• STATED GOAL: Rewrite these lines, swapping "expected format" for "required format" and leaving everything else unchanged. Leave the pictures out of your answer.

Extracted data entries

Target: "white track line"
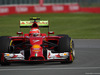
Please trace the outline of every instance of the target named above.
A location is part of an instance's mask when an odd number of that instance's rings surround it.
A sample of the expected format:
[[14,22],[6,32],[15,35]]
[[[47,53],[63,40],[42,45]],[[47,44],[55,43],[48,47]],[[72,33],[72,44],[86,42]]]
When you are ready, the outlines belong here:
[[0,69],[0,71],[39,71],[39,70],[86,70],[86,69],[100,69],[100,67],[69,67],[69,68],[27,68],[27,69]]

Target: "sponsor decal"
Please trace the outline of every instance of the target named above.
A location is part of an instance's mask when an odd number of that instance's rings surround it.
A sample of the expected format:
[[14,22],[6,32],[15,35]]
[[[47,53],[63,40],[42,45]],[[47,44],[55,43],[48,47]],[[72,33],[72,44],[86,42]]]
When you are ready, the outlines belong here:
[[58,58],[61,58],[61,56],[59,55],[59,54],[57,54],[57,55],[55,55],[56,57],[58,57]]
[[40,52],[40,45],[33,45],[33,52]]
[[40,50],[33,50],[33,52],[40,52]]
[[[39,42],[40,40],[33,40],[33,43]],[[40,46],[40,45],[36,45],[36,46]]]
[[0,8],[0,13],[8,13],[9,9],[8,8]]
[[6,56],[10,56],[10,54],[6,54]]
[[35,7],[34,7],[34,10],[35,10],[36,12],[43,12],[43,11],[46,11],[47,8],[46,8],[46,7],[43,7],[43,6],[35,6]]
[[35,54],[35,56],[36,56],[36,57],[38,56],[37,53]]
[[63,11],[64,7],[63,6],[52,6],[53,11]]
[[71,11],[79,10],[79,6],[78,5],[69,5],[69,10],[71,10]]
[[19,6],[17,6],[16,7],[16,12],[28,12],[28,7],[19,7]]
[[49,54],[48,54],[48,58],[51,58],[51,57],[50,57],[50,52],[49,52]]
[[67,53],[64,53],[64,56],[67,55]]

• WRITTEN SOLUTION:
Target: "white track line"
Please trace the outline of every instance of the target named above.
A location is part of an instance's mask when an odd number of that instance's rings surround it.
A sample of the required format:
[[14,22],[6,32],[15,35]]
[[[47,53],[63,40],[42,45]],[[47,44],[55,43],[48,47]],[[72,33],[72,44],[86,42]]]
When you are ready, the outlines belong here:
[[0,69],[0,71],[39,71],[39,70],[86,70],[86,69],[100,69],[100,67],[69,67],[69,68],[27,68],[27,69]]

Target: "sponsor decal"
Please trace the outline of every instance of the target named above.
A location is part of an instance's mask when an odd number of that instance's rings surround it.
A sample of the required format:
[[14,22],[6,32],[15,35]]
[[[47,53],[63,40],[42,45]],[[47,44],[55,43],[48,47]],[[72,33],[72,44],[86,42]]]
When you are ready, the outlines belong here:
[[58,58],[61,58],[61,56],[59,55],[59,54],[57,54],[57,55],[55,55],[56,57],[58,57]]
[[40,52],[40,45],[33,45],[33,52]]
[[40,50],[33,50],[33,52],[40,52]]
[[[39,42],[40,40],[33,40],[33,43]],[[40,46],[40,45],[36,45],[36,46]]]
[[0,8],[0,13],[8,13],[9,9],[8,8]]
[[6,56],[10,56],[10,54],[6,54]]
[[35,7],[34,7],[34,10],[35,10],[36,12],[43,12],[43,11],[46,11],[47,8],[46,8],[46,7],[43,7],[43,6],[35,6]]
[[35,54],[35,56],[36,56],[36,57],[38,56],[37,53]]
[[63,11],[64,7],[63,6],[52,6],[53,11]]
[[71,11],[79,10],[79,6],[78,5],[69,5],[69,10],[71,10]]
[[19,6],[17,6],[16,7],[16,12],[28,12],[28,7],[19,7]]
[[49,54],[48,54],[48,58],[51,58],[51,57],[50,57],[50,52],[49,52]]
[[67,53],[64,53],[64,56],[67,55]]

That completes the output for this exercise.